The cover story of August’s Fortune Magazine is an article by long-time Fortune contributor, Geoff Colvin, entitled Humans Are Underrated. It’s also the title of his new book.
Fortune Editor, Alan Murray, spotlighted the article in his Editor’s Desk piece saying, “…as we perfect machinery, that strategy [to get people to be more machine-like] is making humans more redundant. What we need in the future instead is for humans to act more like humans.”
For thirty years, I’ve been pushing a similar message, telling companies, “People don’t buy products – they buy personalities. Good companies develop their employees; great companies develop their people.”
Mr. Colvin, relating the importance of innate human behavior, says it’s all about the advanced technological age that we humans have created. Robots are replacing so many humans on the job, and doing it better, that there is hardly anything, job-wise, those robots cannot do, including surgery!
Can You Really Be Replaced?
Mr. Colvin suggests that we spend less time trying to figure out what robots and computers can never do, and focus more time emphasizing the human skills that drive our “deepest nature.” You see, we always find a new solution when necessary.
Underrated human abilities include:
- Social sensitivity
- Relationship building
These interpersonal skills, and the self-knowledge required to master them, are at the heart of my work.
Over the years, I’ve spent considerable time trying to convince corporations that their people needed just as much attention as the creation of a new product.
It’s the humans who are present in all stages of the creative process. After all it was the humans who created the robots.
- Isn’t it time that we start teaching, training and guiding students beyond the STEM subjects –science, technology, engineering, and math?

GIVEN INFORMATION »
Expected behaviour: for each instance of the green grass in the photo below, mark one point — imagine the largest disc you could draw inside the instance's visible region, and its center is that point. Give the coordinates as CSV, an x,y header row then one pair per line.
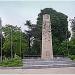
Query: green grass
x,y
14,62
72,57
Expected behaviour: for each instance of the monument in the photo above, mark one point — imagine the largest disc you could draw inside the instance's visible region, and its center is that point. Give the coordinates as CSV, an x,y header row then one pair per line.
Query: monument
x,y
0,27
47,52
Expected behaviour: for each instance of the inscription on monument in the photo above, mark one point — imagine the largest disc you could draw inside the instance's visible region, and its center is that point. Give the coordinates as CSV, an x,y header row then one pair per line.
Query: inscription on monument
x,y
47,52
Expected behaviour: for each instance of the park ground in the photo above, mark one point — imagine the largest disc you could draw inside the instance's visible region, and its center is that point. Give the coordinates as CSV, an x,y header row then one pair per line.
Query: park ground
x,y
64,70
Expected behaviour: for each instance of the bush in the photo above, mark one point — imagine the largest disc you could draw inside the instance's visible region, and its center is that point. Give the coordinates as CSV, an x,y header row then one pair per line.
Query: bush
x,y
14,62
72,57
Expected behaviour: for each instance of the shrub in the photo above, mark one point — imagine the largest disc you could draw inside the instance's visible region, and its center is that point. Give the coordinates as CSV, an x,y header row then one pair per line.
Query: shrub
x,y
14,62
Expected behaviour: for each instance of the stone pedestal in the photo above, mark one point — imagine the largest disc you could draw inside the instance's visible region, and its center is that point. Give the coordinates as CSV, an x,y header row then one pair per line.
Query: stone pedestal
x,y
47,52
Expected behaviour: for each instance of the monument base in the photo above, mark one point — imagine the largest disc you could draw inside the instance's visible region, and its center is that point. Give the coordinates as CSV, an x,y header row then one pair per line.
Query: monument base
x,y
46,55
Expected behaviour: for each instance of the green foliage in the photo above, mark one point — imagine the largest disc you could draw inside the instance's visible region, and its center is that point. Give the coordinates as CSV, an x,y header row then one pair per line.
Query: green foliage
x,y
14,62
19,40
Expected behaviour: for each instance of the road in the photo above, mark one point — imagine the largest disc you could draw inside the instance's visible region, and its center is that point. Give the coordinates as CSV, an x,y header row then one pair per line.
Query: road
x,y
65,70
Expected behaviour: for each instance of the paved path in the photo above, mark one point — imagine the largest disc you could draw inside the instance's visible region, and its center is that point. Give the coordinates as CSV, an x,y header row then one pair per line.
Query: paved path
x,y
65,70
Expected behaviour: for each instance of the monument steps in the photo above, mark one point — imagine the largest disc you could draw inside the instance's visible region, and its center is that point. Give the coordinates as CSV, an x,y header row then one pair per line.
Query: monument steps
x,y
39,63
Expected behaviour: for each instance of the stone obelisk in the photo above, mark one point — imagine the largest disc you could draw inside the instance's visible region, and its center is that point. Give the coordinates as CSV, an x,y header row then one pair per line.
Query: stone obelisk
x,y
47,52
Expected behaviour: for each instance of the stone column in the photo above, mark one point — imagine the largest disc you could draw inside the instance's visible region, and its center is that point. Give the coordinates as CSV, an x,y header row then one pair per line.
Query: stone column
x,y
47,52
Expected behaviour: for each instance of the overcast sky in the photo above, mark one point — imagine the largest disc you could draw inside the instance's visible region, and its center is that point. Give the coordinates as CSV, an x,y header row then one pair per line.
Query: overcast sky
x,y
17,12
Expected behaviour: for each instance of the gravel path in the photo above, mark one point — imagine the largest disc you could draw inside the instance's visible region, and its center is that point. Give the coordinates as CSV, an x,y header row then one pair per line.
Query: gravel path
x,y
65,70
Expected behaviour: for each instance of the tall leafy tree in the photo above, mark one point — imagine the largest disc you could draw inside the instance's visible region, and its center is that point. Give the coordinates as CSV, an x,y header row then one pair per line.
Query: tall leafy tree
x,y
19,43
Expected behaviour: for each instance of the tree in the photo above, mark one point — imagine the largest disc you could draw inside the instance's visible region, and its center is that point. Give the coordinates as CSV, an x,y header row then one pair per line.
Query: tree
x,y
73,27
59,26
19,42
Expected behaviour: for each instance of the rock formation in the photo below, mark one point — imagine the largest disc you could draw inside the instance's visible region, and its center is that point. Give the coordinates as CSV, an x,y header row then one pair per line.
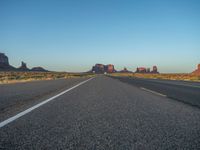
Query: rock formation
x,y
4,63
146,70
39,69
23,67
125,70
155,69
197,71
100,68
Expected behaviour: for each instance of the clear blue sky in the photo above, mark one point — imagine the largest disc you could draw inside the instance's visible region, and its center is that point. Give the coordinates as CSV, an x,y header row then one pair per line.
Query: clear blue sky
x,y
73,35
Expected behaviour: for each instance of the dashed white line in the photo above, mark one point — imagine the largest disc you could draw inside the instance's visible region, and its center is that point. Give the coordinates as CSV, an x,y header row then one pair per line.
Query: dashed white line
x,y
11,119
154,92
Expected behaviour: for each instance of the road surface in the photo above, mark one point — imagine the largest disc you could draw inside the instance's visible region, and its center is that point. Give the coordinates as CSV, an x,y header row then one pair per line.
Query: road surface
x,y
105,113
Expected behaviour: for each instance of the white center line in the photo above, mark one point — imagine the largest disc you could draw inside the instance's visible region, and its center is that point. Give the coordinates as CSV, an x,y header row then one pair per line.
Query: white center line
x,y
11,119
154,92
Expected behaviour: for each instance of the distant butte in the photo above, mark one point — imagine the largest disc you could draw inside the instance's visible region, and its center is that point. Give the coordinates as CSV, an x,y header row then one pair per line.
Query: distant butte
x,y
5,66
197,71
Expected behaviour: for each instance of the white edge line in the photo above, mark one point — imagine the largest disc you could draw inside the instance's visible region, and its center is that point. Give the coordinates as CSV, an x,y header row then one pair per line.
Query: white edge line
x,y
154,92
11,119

TASKS TO PERFORM »
1: In the post about Colvin's article, rewrite the paragraph that begins "Mr. Colvin, relating the importance" in fewer words, keeping its main facts.
2: What subjects does the post about Colvin's article list as making up STEM?
3: Carry on writing the post about Colvin's article, starting right after its last line.

YOUR WRITTEN ANSWERS »
1: Mr. Colvin links the importance of innate human behavior to the high-tech age humans have built. Robots are taking over so many jobs, and doing them better, that there's hardly any work they can't do, even surgery.

2:
- Science
- Technology
- Engineering
- Math

3:
- Haven’t we developed students who have more in common with the robots they create, rather than students whose interpersonal skills are in balance with their intellectual ones?
- What can be done to recognize and appreciate the much needed, sadly underrated, human skills that are so quickly becoming lost to us?
What Drives Your Deepest Nature
The beauty is that corporations seem to finally be coming around to the idea of appreciating and giving value to the human element that is real people. Hopefully, instead of trying to replace humans, they will begin to make better use of what drives our deepest nature.
For so many years, we’ve had to put our basic nature aside while the left-brain took all of the glory. Now the opportunity exists to explore the total human being.
In this time of cascading technological breakthroughs, the truly wondrous entity is the human being whose unique abilities and innate qualities are what really matters.
I am so excited to be teaching and training in a world that has become seriously open to taking on humanity’s gifts and incorporating them into business life.